_Exercise inputs_:
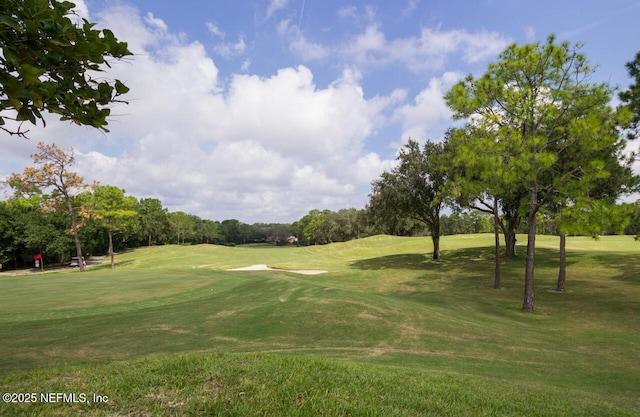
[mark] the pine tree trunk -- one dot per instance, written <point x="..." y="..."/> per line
<point x="74" y="228"/>
<point x="510" y="242"/>
<point x="436" y="246"/>
<point x="111" y="249"/>
<point x="562" y="272"/>
<point x="527" y="304"/>
<point x="496" y="232"/>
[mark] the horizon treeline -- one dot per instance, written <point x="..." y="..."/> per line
<point x="30" y="226"/>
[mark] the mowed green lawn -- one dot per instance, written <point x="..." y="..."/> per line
<point x="386" y="331"/>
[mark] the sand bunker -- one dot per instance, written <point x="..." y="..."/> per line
<point x="263" y="267"/>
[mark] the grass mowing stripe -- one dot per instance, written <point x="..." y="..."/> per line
<point x="383" y="302"/>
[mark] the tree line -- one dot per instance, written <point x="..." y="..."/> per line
<point x="538" y="146"/>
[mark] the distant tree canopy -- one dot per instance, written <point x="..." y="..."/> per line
<point x="49" y="62"/>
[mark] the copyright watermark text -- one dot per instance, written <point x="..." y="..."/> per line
<point x="54" y="397"/>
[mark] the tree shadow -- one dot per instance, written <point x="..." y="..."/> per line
<point x="412" y="261"/>
<point x="626" y="267"/>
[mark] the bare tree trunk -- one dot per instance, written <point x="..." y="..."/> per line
<point x="74" y="228"/>
<point x="562" y="272"/>
<point x="527" y="304"/>
<point x="496" y="232"/>
<point x="113" y="265"/>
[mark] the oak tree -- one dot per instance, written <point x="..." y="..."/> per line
<point x="414" y="188"/>
<point x="50" y="62"/>
<point x="51" y="174"/>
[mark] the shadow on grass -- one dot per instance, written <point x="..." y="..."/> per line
<point x="626" y="266"/>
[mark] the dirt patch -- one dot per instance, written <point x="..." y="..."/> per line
<point x="262" y="267"/>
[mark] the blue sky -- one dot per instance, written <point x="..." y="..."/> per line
<point x="263" y="110"/>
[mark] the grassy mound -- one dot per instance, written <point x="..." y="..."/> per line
<point x="385" y="331"/>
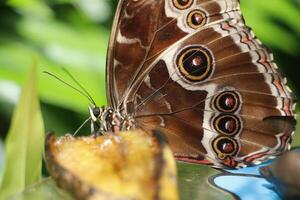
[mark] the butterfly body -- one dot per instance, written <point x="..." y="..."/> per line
<point x="193" y="69"/>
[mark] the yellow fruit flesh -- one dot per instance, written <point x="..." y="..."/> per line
<point x="125" y="165"/>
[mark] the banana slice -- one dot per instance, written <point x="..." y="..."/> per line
<point x="128" y="165"/>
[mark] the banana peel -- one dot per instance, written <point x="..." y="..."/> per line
<point x="128" y="165"/>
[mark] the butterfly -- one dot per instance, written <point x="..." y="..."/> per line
<point x="196" y="72"/>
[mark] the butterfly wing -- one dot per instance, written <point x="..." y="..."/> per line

_What the task asks_:
Repeat, exactly and in full, all the material above except its pictures.

_Expected answer_:
[mark] the pine tree trunk -- one dot per instance, written <point x="..." y="..."/> per line
<point x="74" y="228"/>
<point x="510" y="242"/>
<point x="436" y="246"/>
<point x="111" y="249"/>
<point x="562" y="272"/>
<point x="527" y="304"/>
<point x="496" y="232"/>
[mark] the horizon treeline -- one dot per instance, written <point x="..." y="..."/> per line
<point x="30" y="226"/>
[mark] the mowed green lawn -- one dot per instance, written <point x="..." y="..."/> per line
<point x="386" y="331"/>
[mark] the sand bunker -- one dot per instance, written <point x="..." y="..."/> per line
<point x="263" y="267"/>
[mark] the grass mowing stripe -- one dot per instance, written <point x="..." y="..."/> per line
<point x="383" y="302"/>
[mark] the tree line -- one dot per instance, written <point x="..." y="..."/> per line
<point x="538" y="146"/>
[mark] the distant tree canopy -- one dot per instance, written <point x="..." y="..."/> per line
<point x="49" y="62"/>
[mark] the copyright watermark text -- one dot per instance, written <point x="..." y="..."/> per line
<point x="54" y="397"/>
[mark] the tree shadow -- one dot per instance, written <point x="..." y="..."/> per line
<point x="412" y="261"/>
<point x="626" y="267"/>
[mark] the bare tree trunk -- one dot per instance, written <point x="..." y="..."/> per line
<point x="74" y="228"/>
<point x="562" y="272"/>
<point x="527" y="304"/>
<point x="496" y="232"/>
<point x="113" y="265"/>
[mark] the oak tree -- one dot per instance, written <point x="..." y="..."/> per line
<point x="414" y="188"/>
<point x="50" y="62"/>
<point x="51" y="174"/>
[mark] the shadow on grass -- one dot per instance, written <point x="..." y="..."/> per line
<point x="626" y="266"/>
[mark] the dirt patch -- one dot per instance, written <point x="..." y="..."/> per line
<point x="262" y="267"/>
[mark] the blue sky -- one dot per instance, written <point x="..." y="..."/> per line
<point x="263" y="110"/>
[mark] the grassy mound -- one dot per instance, written <point x="..." y="..."/> per line
<point x="385" y="331"/>
[mark] the butterfly body -- one dot per instance, written <point x="..." y="..."/> per line
<point x="193" y="69"/>
[mark] the yellow fruit flesh -- one dot per instance, written <point x="..." y="..."/> per line
<point x="125" y="165"/>
[mark] the banana slice -- one dot per instance, written <point x="..." y="..."/> per line
<point x="128" y="165"/>
[mark] the banana peel -- one dot per instance, written <point x="..." y="..."/> per line
<point x="128" y="165"/>
[mark] the butterfly -- one dot per instance, written <point x="..." y="..."/> per line
<point x="196" y="72"/>
[mark] the butterfly wing -- one dot per instance, written <point x="..." y="..."/> per line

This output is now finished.